The Welsh National Assembly's culture minister, Alun Pugh, has offered to sponsor a meeting of media unions to discuss concerns over job losses and budget cuts to the industry in Wales.

He made the offer after a Wales TUC Conference fringe meeting, Who Controls the Welsh Media.

At the meeting, Amicus national officer Steve Sibbald and National Union of Journalists deputy general secretary John Fray outlined the impact of recent cuts.

Steve described how the printing of many titles had been transferred to plants in England – and explained that while the newspaper industry was investing £1bn in new production facilities, none was earmarked for Wales.

He also flagged up the impact of the free Metro series now being circulated in the Cardiff area, claiming it was draining advertising money from other publications while offering no local journalism to the community.

He told the meeting: "The Metro will have a massive effect, not on the 'inkies' who put the ink on the paper, but the journalists who write for other papers.

"All the Northcliffe people we speak to are terrified. They are told that they will be sacked if they join a union. If there is union recognition in their plants, they fear that management will close them down and move the work somewhere else."

Linking in with the main message of the NUJ's Journalism Matters campaign, John Fray told the delegates: "When it comes to democracy, we believe that people should be well informed and part of that is good quality journalism.

"It's part of the fabric of our society that people are given good quality information. If we lose it and have a less well informed society then heaven help us."

■ **SOURCE INFORMATION**:
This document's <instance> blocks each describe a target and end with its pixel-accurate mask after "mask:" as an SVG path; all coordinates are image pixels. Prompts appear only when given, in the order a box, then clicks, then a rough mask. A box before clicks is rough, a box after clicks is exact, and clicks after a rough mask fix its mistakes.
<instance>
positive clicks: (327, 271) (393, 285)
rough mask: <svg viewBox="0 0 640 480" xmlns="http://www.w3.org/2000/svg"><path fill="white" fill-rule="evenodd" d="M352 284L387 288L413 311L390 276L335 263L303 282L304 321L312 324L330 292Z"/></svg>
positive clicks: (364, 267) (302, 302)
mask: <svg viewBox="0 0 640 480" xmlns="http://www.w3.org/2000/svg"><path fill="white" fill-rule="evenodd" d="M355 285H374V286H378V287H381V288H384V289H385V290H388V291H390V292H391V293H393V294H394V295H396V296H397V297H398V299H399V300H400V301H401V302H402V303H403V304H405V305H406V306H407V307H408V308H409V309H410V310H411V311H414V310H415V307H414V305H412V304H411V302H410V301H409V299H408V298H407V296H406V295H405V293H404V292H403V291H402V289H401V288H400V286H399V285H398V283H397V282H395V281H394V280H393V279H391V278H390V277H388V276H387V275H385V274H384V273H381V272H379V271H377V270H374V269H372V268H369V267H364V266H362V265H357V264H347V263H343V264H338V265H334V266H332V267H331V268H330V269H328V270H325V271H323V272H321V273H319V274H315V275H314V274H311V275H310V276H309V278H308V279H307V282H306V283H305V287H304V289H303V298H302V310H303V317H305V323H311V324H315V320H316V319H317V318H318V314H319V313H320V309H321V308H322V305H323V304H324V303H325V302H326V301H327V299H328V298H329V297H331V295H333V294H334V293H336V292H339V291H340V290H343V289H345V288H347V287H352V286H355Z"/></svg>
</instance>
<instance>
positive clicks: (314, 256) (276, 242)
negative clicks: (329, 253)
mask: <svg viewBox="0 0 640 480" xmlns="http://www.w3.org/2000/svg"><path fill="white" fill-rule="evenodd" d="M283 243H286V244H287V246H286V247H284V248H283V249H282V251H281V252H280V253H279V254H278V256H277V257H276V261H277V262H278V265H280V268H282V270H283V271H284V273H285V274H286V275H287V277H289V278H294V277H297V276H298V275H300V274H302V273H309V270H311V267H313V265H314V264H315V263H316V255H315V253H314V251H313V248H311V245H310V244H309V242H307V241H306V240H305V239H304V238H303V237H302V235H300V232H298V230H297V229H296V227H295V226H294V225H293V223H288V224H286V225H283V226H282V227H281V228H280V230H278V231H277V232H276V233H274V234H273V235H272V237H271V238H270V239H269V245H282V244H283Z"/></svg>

■ **EXERCISE BRIEF**:
Please copy the article above on media job cuts in Wales word for word, from its first line to its last.

■ **TASK ANSWER**:
The Welsh National Assembly's culture minister, Alun Pugh, has offered to sponsor a meeting of media unions to discuss concerns over job losses and budget cuts to the industry in Wales.

He made the offer after a Wales TUC Conference fringe meeting, Who Controls the Welsh Media.

At the meeting, Amicus national officer Steve Sibbald and National Union of Journalists deputy general secretary John Fray outlined the impact of recent cuts.

Steve described how the printing of many titles had been transferred to plants in England – and explained that while the newspaper industry was investing £1bn in new production facilities, none was earmarked for Wales.

He also flagged up the impact of the free Metro series now being circulated in the Cardiff area, claiming it was draining advertising money from other publications while offering no local journalism to the community.

He told the meeting: "The Metro will have a massive effect, not on the 'inkies' who put the ink on the paper, but the journalists who write for other papers.

"All the Northcliffe people we speak to are terrified. They are told that they will be sacked if they join a union. If there is union recognition in their plants, they fear that management will close them down and move the work somewhere else."

Linking in with the main message of the NUJ's Journalism Matters campaign, John Fray told the delegates: "When it comes to democracy, we believe that people should be well informed and part of that is good quality journalism.

"It's part of the fabric of our society that people are given good quality information. If we lose it and have a less well informed society then heaven help us."